Conneaut Lake Ice Co. v. Quigley

Opinion by

Mr. Justice Potter,

The Conneaut Lake Ice Company, a corporation, filed this bill in equity in the court of common pleas of Crawford county against Amos C. Quigley and H. E. Rhoads, in which it averred that it was the owner, and in possession of Conneaut Lake, the lands thereunder, and the waters thereof, and of the lands immediately adjoining and surrounding the lake; that as a consequence it had the exclusive right to control and navigate the waters of the lake, and to control the lands bordering upon it; that the defendants, who as tenants under it, held certain lands abutting on the lake, had, in violation of the plaintiff’s rights, as well as of the terms of their leases, launched and placed upon the lake, a certain boat intended to be used for the transportation of passengers and freight upon the lake for hire. The plaintiff prayed for an injunction to restrain the defendants from continuing to use such boat, *609or any other boat, for the navigation of the lake, and from placing any other boat on its waters.

The defendants, by their answer, claimed that the lake was part of the public waters of the commonwealth, and therefore they were entitled to use and navigate its waters, and denied that they had invaded any of the plaintiff’s rights or violated the-terms of the leases under which they occupied lands adjoining the lake.

§ **DATASET CONTENT**
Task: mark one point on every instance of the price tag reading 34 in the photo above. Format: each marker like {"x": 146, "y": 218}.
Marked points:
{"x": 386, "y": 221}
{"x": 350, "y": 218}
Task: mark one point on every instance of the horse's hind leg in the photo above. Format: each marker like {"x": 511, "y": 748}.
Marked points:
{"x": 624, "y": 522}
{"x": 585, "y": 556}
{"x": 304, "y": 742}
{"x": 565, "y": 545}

§ **DO THIS**
Can you reproduce the part of the court opinion that begins at the words "The defendants, by" and stops after "adjoining the lake."?

§ **RESULT BELOW**
The defendants, by their answer, claimed that the lake was part of the public waters of the commonwealth, and therefore they were entitled to use and navigate its waters, and denied that they had invaded any of the plaintiff’s rights or violated the-terms of the leases under which they occupied lands adjoining the lake.